━━━━━ Given records

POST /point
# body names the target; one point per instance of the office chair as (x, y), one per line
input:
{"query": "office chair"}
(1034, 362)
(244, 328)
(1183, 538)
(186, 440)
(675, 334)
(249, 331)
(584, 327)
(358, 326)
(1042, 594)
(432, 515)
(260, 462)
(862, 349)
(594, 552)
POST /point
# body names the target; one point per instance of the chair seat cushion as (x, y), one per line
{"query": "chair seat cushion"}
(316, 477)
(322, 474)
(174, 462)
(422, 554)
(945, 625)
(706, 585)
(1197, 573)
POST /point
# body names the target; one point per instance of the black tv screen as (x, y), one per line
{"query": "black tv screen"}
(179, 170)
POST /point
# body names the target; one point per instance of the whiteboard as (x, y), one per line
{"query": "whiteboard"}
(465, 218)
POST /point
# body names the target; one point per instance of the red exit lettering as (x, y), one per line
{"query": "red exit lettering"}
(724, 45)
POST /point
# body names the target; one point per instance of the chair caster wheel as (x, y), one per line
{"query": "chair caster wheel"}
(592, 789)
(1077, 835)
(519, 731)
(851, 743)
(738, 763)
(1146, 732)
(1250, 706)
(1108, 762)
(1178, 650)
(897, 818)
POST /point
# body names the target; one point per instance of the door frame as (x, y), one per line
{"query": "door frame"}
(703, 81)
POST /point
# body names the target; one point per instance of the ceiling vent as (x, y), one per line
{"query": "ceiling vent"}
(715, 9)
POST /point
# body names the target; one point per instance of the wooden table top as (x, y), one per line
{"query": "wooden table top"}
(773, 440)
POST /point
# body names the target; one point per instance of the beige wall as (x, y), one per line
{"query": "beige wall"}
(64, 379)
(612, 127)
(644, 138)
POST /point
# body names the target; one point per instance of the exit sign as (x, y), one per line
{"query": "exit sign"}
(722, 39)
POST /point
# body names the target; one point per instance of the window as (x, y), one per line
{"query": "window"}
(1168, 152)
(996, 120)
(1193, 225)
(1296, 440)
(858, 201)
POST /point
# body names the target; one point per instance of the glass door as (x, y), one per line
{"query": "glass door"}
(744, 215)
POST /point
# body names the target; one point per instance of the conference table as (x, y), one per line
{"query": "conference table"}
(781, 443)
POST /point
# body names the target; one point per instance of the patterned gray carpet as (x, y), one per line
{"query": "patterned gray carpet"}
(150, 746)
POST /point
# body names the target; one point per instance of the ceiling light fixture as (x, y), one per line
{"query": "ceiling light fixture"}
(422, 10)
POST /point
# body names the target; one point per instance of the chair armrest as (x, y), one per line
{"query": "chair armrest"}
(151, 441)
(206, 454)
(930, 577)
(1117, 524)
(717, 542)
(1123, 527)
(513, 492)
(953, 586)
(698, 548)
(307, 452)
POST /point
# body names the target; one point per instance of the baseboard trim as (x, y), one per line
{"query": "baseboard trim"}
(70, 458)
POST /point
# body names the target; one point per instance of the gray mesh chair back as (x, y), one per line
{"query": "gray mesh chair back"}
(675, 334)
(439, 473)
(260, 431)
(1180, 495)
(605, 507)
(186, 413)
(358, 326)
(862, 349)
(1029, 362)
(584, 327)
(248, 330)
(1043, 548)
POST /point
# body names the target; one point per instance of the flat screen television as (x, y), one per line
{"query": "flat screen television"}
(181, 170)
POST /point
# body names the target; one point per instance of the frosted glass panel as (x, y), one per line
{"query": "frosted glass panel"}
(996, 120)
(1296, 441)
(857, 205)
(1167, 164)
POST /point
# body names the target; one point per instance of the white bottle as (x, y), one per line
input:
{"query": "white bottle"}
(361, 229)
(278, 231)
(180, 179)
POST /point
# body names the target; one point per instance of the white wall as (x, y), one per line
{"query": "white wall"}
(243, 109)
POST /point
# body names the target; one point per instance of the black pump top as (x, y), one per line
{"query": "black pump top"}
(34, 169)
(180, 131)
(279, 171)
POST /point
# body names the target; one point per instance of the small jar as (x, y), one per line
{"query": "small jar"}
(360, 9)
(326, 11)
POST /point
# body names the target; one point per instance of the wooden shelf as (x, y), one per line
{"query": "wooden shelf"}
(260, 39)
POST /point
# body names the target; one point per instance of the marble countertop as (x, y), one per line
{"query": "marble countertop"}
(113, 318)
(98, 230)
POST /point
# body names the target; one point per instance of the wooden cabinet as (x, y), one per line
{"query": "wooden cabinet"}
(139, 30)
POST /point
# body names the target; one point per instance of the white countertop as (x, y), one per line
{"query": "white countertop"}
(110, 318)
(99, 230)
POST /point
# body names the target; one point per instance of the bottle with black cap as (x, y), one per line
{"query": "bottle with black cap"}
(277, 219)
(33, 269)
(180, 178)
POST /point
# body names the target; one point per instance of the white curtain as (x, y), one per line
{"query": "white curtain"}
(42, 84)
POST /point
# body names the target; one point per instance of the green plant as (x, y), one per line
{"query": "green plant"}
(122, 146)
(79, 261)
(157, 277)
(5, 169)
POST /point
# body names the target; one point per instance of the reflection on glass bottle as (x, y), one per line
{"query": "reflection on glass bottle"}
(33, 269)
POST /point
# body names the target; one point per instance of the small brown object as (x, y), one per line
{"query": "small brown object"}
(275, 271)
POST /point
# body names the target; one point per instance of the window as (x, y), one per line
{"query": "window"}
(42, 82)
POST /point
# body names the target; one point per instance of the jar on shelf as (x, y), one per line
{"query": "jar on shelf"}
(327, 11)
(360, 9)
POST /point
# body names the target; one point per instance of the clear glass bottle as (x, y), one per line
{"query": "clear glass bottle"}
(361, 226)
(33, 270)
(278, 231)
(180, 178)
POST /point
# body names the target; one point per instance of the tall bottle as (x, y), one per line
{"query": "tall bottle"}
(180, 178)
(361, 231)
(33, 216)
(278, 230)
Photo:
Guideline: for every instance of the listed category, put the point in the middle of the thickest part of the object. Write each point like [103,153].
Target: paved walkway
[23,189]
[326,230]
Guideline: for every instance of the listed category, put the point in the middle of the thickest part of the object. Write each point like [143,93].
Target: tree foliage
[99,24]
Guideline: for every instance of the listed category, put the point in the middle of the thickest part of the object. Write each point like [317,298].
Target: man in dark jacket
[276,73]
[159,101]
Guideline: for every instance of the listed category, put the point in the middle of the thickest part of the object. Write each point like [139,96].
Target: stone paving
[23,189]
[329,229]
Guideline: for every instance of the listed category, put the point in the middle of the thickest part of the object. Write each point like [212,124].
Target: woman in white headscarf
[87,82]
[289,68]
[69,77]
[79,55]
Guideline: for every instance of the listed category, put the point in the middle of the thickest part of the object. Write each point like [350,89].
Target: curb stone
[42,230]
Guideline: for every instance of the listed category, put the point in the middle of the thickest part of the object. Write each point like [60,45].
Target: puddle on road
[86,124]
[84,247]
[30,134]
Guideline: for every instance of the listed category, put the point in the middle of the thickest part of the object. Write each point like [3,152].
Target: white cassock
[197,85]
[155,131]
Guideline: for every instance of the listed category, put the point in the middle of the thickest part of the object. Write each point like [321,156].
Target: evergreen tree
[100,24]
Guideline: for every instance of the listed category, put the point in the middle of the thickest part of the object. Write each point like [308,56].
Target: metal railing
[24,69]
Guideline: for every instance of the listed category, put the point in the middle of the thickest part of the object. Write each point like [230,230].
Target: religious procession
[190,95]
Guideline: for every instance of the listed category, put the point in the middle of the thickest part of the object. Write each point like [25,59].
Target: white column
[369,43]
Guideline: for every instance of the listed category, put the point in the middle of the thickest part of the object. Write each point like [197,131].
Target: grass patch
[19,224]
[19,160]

━━━━━━━━━━

Output all of the data above as a two-column CSV with the header input,output, one row per text paired with its answer. Put each field in double quotes and replace line breaks with spaces.

◆ **Task result**
input,output
"POST /point # body names the target; one point per instance of the office chair as (x, y), one per line input: {""query"": ""office chair""}","(1034, 362) (244, 328) (1183, 538) (186, 440) (675, 334) (249, 331) (584, 327) (358, 326) (1042, 594) (432, 515) (260, 462) (862, 349) (594, 552)"
"POST /point # body names the target; one point per instance of the chair seat cushion as (x, y), one per line {""query"": ""chair seat cushion""}","(316, 477) (322, 474) (174, 462) (422, 554) (945, 625) (706, 585) (1197, 573)"
"POST /point # body names the target; one point per instance of the black tv screen as (x, y), one per line {""query"": ""black tv screen""}","(179, 170)"
"POST /point # body names the target; one point per instance of the whiteboard as (x, y), one per line {""query"": ""whiteboard""}","(465, 218)"
"POST /point # body names the target; one point per instance of the red exit lettering as (x, y), one per line {""query"": ""red exit lettering""}","(724, 45)"
"POST /point # body names the target; one point per instance of the chair caster wheel as (x, y), one per line {""query"": ""chair caster wheel""}","(592, 789) (1077, 835) (519, 731) (851, 743) (738, 763) (1146, 732) (1250, 706) (1108, 762) (1178, 650) (897, 818)"
"POST /point # body names the target; one point per instance of the door frame as (x, y), one per line {""query"": ""door frame""}","(703, 81)"
"POST /point # body names the target; one point per instance of the ceiling vent as (x, y), one per line {""query"": ""ceiling vent""}","(715, 9)"
"POST /point # body names the target; one point per instance of the wooden table top as (x, y), one per line {""query"": ""wooden table top""}","(773, 440)"
"POST /point # body names the target; one point per instance of the beige wall as (x, y), one per line {""query"": ""beige wall""}","(64, 379) (612, 127) (644, 138)"
"POST /point # body names the target; one point per instance of the exit sign as (x, y), one per line {""query"": ""exit sign""}","(722, 39)"
"POST /point # body names the target; one point per instance of the window as (x, y), one per line {""query"": ""window""}","(1168, 152) (996, 120) (1193, 225) (1296, 440) (858, 201)"
"POST /point # body names the target; one point per instance of the glass door as (x, y), one per line {""query"": ""glass door""}","(744, 215)"
"POST /point # body names the target; one point per instance of the conference table as (x, y), one per line {""query"": ""conference table""}","(781, 443)"
"POST /point # body names the target; one point per instance of the patterned gray carpet as (x, y), one per line {""query"": ""patterned gray carpet""}","(150, 746)"
"POST /point # body names the target; one point per instance of the ceiling light fixture as (x, y), one per line {""query"": ""ceiling light fixture""}","(422, 10)"
"POST /point # body names the target; one point per instance of the chair armrest as (x, y), one per line {""query"": ""chair armrest""}","(151, 441) (206, 454) (930, 577) (1117, 524) (717, 542) (1123, 527) (513, 492) (953, 586) (698, 548) (307, 452)"
"POST /point # body names the target; one point per instance of the baseboard trim as (x, y), one per line {""query"": ""baseboard trim""}","(70, 458)"
"POST /point # body names the target; one point per instance of the gray mesh chair back as (x, y), one per line {""query"": ""gray mesh chair back""}","(675, 334) (439, 473) (260, 431) (1180, 495) (605, 507) (186, 413) (358, 326) (862, 349) (1029, 362) (584, 327) (248, 330) (1043, 548)"
"POST /point # body names the target; one point per instance of the flat screen television as (x, y), one per line {""query"": ""flat screen television""}","(181, 170)"
"POST /point # body names the target; one point per instance of the frosted glass panel as (x, y), one per line {""query"": ""frosted glass panel""}","(996, 120) (1296, 441) (857, 205) (1167, 164)"
"POST /point # body names the target; one point per instance of the white bottle as (x, y), one per line input: {""query"": ""white bottle""}","(361, 229) (278, 231) (180, 179)"
"POST /point # body names the target; one point per instance of the white wall as (x, y), one per line {""query"": ""white wall""}","(243, 109)"
"POST /point # body names the target; one point per instance of the black pump top as (x, y), one per line {""query"": ""black pump top""}","(34, 169) (180, 131) (279, 171)"
"POST /point # body names the target; one point per instance of the small jar as (x, y), one per line {""query"": ""small jar""}","(360, 9) (326, 11)"
"POST /point # body names the target; one point per instance of the wooden shelf as (x, y), one per line {""query"": ""wooden shelf""}","(260, 39)"
"POST /point # body names the target; one point per instance of the marble countertop as (x, y), one per line {""query"": ""marble countertop""}","(113, 318) (98, 230)"
"POST /point # body names the target; one point per instance of the wooden cabinet as (x, y), one per line {""query"": ""wooden cabinet""}","(139, 30)"
"POST /point # body names the target; one point per instance of the white countertop as (x, y), one per line {""query"": ""white countertop""}","(110, 318) (99, 230)"
"POST /point # body names the target; one point per instance of the bottle with black cap as (x, y), one per line {""query"": ""bottle with black cap""}","(277, 219) (33, 269) (180, 178)"
"POST /point # body names the target; one point per instance of the white curtain as (x, y), one per line {""query"": ""white curtain""}","(42, 84)"
"POST /point # body names the target; one point per instance of the green plant as (x, y), one per line {""query"": ""green plant""}","(122, 146) (79, 261) (157, 277) (5, 169)"
"POST /point # body names the target; one point per instance of the reflection on glass bottle as (x, y), one per line {""query"": ""reflection on glass bottle""}","(33, 269)"
"POST /point # body names the target; one point per instance of the small brown object as (x, y), one per line {""query"": ""small brown object""}","(275, 271)"
"POST /point # body names the target; one point per instance of the window as (x, y), one per line {""query"": ""window""}","(42, 82)"
"POST /point # body names the target; one point per instance of the jar on shelf as (x, y), one per line {""query"": ""jar on shelf""}","(327, 11) (360, 9)"
"POST /point # body names the target; one point per instance of the clear glass bottle as (x, y), one per line {""query"": ""clear glass bottle""}","(361, 226) (33, 270) (278, 231) (180, 178)"
"POST /point # body names the target; one point per instance of the tall bottle as (x, y), one per line {""query"": ""tall bottle""}","(180, 178) (361, 231) (33, 216) (278, 230)"
"Photo: Guideline: for every instance of the listed category, put the point in the middle of the thickest part of the object. Write each point like [103,153]. Target: paved walkway","[23,189] [326,230]"
"Guideline: for every instance of the listed category, put the point in the middle of the thickest part of the object. Write each point like [143,93]. Target: tree foliage","[99,24]"
"Guideline: for every instance of the listed category, put the point in the middle of the thickest part of the object. Write each point like [317,298]. Target: man in dark jacket","[276,73] [159,101]"
"Guideline: for every instance of the listed category, put the point in the middle of the thickest part of the object. Write each point like [139,96]. Target: stone paving","[23,189] [329,229]"
"Guideline: for every instance of the listed category, put the point in the middle of the thickest part of the object. Write each point like [212,124]. Target: woman in white headscarf","[87,82] [289,68] [69,77] [79,55]"
"Guideline: for every instance of the listed category, put the point in the middle of the thickest part of the object. Write each point like [350,89]. Target: curb stone","[42,230]"
"Guideline: for every instance of the listed category, put the point in the middle of the thickest part of the object. Write each point like [60,45]. Target: puddle on road","[86,124] [84,247] [30,134]"
"Guideline: for every instance of the listed category, put the point in the middle of the thickest part of the object. Write each point like [3,152]. Target: white cassock","[197,85] [155,131]"
"Guideline: for every instance of the listed category, put the point in the middle of the thickest part of the object. Write each point like [321,156]. Target: evergreen tree","[100,24]"
"Guideline: for every instance of the listed category, put the point in the middle of the thickest part of the object. Write each point like [308,56]. Target: metal railing","[24,69]"
"Guideline: for every instance of the listed category, put the point in the middle of the thickest part of the object. Write each point like [230,230]. Target: religious procession","[190,95]"
"Guideline: for every instance of the listed category, put the point in the middle of the thickest part of the object. Write each point like [25,59]. Target: white column","[369,43]"
"Guideline: for every instance of the listed category, put the point in the middle of the thickest part of the object. Write each point like [197,131]. Target: grass patch","[19,224] [19,160]"